**To do**
1/ In the text about account handlers, how do most creatives view account handlers?
2/ Please write what comes next in the text about account handlers, after its final sentence.

**Text block**
▼▼▼
In case you were wondering.

(In turn, most creatives view account handlers as clients-in-disguise. Frequently, they are also right.)

There are two species of account handler.

In some “creatively led” agencies the account handler is demoted to the cruel status of “bag carrier.” She/he is the girl/boy who takes presentations to meetings, plugs in the projector, sits in a corner, takes notes, unplugs the projector and carries the presentations back to the agency. They hold doors and make tea. They are geishas in suits.

Of course, you only put people down because they scare the shit out of you.

This leads us to the second type of Accountus Handelitus.

In many agencies account handlers shine. More than shine, they effectively run the place. They are smarter, quicker and infinitely more professional than creatives. They are also genuinely interested in responding to a client’s needs and solving business problems (as opposed to creatives, who are mostly only genuinely interested in winning awards).

These account handlers were frighteningly brilliant at university, and frighteningly brilliant at work. If they ever tried it, they’d probably also be frighteningly brilliant at water polo. They’re that kind of person.

Whichever kind of accounts person you were familiar with, to do away with the account handler function entirely was a major departure from accepted agency structure.

KesselsKramer’s issue with account handlers wasn’t that they were bad people, or scary ones, or ruthless Type A personalities. In fact, many people at KesselsKramer used to be account handlers.
▲▲▲
**Stored data**
▼▼▼
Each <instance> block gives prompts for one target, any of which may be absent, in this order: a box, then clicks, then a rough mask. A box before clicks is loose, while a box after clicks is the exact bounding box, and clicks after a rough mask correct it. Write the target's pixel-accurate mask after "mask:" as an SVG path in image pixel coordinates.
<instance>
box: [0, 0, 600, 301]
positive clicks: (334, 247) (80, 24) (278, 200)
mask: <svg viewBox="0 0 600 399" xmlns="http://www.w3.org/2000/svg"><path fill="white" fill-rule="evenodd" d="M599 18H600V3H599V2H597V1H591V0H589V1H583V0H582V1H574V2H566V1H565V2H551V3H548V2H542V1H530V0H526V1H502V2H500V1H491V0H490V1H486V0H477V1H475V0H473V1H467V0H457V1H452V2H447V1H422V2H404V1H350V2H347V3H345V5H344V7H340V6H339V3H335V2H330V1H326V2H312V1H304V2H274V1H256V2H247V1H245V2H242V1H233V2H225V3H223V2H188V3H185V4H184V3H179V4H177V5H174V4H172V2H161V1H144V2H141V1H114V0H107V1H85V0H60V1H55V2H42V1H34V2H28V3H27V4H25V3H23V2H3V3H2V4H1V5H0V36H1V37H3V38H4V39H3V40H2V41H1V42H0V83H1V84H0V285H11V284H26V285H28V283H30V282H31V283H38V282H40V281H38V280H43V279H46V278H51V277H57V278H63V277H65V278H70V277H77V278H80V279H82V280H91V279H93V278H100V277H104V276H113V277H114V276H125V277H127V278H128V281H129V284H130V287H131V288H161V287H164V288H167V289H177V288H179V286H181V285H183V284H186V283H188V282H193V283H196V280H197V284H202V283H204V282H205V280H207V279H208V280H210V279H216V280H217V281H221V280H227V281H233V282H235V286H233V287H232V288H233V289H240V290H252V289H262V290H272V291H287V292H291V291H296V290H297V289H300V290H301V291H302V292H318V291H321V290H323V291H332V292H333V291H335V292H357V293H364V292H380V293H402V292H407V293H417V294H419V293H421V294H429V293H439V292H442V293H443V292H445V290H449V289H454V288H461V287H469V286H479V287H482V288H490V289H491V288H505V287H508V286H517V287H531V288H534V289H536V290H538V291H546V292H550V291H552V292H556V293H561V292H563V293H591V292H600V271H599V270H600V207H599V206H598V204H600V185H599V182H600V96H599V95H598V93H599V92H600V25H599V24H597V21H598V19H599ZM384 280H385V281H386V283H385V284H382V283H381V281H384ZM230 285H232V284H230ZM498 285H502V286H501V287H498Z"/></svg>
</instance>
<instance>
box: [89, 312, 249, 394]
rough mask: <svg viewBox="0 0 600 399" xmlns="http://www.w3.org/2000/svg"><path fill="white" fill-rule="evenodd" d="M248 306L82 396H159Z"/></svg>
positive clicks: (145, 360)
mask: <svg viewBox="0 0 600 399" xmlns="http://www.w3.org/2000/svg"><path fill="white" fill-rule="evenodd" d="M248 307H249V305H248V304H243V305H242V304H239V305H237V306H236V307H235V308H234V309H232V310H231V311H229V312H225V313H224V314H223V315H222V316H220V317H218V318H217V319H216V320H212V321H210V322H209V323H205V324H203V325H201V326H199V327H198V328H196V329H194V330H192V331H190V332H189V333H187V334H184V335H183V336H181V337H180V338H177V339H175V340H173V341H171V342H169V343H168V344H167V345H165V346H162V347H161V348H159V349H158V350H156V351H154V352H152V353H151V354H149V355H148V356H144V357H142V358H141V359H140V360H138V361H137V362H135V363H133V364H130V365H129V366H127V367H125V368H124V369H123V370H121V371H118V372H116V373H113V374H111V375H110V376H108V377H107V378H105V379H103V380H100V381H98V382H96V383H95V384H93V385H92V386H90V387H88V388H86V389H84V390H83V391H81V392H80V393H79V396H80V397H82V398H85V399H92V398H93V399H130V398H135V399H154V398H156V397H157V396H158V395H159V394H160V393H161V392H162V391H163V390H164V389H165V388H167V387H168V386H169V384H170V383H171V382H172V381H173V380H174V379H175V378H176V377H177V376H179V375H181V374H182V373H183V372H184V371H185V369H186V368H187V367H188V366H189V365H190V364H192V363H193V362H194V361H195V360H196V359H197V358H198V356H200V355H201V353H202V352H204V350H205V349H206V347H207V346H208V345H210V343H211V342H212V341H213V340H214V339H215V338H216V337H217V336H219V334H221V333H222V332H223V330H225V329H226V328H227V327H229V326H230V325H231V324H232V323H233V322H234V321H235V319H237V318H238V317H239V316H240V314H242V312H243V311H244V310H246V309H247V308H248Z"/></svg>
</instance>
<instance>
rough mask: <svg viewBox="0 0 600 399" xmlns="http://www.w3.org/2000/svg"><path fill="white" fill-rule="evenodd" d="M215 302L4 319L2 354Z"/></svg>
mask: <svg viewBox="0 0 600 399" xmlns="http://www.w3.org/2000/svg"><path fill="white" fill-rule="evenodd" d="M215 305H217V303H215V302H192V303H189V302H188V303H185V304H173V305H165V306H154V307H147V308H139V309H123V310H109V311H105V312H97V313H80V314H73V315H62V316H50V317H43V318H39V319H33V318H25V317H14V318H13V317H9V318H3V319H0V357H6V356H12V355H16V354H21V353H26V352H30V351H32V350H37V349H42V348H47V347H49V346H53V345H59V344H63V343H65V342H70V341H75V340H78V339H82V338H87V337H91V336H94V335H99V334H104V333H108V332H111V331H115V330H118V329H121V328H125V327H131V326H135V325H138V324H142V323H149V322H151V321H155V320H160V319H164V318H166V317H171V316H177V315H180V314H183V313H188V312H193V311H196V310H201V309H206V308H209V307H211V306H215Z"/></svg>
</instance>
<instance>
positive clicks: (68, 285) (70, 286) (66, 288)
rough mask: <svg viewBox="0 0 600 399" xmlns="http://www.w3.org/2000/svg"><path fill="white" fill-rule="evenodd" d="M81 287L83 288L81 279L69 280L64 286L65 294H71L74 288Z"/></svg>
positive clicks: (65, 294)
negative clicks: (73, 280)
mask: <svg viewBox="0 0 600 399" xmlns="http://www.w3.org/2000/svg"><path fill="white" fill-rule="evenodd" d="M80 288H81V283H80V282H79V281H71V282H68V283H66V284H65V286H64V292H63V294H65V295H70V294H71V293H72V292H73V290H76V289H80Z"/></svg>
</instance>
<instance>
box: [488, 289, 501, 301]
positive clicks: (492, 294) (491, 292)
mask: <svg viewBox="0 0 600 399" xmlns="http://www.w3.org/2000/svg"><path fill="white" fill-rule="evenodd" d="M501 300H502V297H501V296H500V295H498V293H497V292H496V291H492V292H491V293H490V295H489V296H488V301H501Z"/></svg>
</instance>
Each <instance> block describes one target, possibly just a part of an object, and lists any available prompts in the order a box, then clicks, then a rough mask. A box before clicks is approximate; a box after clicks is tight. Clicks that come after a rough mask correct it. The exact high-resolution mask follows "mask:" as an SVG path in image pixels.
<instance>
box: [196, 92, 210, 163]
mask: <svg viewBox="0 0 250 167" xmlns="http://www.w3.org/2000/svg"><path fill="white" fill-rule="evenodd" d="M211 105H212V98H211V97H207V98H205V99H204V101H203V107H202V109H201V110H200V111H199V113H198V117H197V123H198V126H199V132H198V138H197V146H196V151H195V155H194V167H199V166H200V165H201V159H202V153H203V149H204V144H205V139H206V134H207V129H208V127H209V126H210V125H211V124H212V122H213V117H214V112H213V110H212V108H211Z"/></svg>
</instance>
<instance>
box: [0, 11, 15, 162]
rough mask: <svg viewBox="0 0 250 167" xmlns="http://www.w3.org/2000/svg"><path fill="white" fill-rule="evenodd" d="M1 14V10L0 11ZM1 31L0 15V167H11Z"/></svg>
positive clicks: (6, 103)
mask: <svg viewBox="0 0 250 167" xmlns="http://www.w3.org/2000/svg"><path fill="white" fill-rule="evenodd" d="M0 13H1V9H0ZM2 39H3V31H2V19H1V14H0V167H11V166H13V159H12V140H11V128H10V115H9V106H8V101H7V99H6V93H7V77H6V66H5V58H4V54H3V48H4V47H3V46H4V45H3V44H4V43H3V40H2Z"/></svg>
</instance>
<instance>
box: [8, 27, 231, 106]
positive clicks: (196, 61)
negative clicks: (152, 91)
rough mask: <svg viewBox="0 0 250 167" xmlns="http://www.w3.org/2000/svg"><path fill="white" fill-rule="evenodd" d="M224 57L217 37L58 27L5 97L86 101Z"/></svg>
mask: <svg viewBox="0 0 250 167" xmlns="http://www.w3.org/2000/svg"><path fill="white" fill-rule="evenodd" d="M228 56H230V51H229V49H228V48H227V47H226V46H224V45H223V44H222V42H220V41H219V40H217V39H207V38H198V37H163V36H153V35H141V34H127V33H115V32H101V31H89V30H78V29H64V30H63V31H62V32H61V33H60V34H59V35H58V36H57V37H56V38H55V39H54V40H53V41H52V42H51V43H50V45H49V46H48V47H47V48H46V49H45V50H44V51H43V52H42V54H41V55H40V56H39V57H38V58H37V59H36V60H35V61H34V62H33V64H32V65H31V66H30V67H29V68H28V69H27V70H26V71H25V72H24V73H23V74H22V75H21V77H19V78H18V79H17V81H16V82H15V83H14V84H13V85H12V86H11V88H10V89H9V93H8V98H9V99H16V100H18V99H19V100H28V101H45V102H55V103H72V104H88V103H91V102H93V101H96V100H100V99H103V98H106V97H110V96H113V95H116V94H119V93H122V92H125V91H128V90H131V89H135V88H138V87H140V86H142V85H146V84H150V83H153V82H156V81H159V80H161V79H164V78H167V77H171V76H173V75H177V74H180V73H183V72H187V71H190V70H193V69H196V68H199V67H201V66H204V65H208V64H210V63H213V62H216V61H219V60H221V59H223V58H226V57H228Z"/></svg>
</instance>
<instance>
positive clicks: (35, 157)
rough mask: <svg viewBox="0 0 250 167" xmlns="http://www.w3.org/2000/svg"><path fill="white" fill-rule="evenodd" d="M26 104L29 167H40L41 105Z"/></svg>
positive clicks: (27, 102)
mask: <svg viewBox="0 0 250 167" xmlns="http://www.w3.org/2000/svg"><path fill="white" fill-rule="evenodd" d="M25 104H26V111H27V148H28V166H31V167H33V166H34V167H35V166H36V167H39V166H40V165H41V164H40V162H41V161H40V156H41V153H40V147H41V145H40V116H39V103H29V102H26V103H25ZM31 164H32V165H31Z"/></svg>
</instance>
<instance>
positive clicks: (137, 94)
▲▲▲
**Exercise answers**
1/ As clients-in-disguise.

2/
It was simply that the role of account handler can be split over other departments. This hanging, drawing and quartering of the account handler expresses a certain logic, once you strip the job down to its core.

At heart, the account handler’s profession can be summarized as talking (with a bunch of emailing on the side). Sometimes this talking is incredibly eloquent and insightful, but it’s still mainly about opening your mouth, your neurons doing stuff and words coming out.

KesselsKramer noticed that other people can talk too.

Producers can talk to clients. Strategists can talk to clients. Even creatives can talk to clients, and they’re famous for not talking.

You just have to find the right people, train them, believe in them, accept their decisions and forgive their mistakes. (Actually, encourage their mistakes; mistakes are beautiful and constructive tools.)

Help them discover their inner account handler.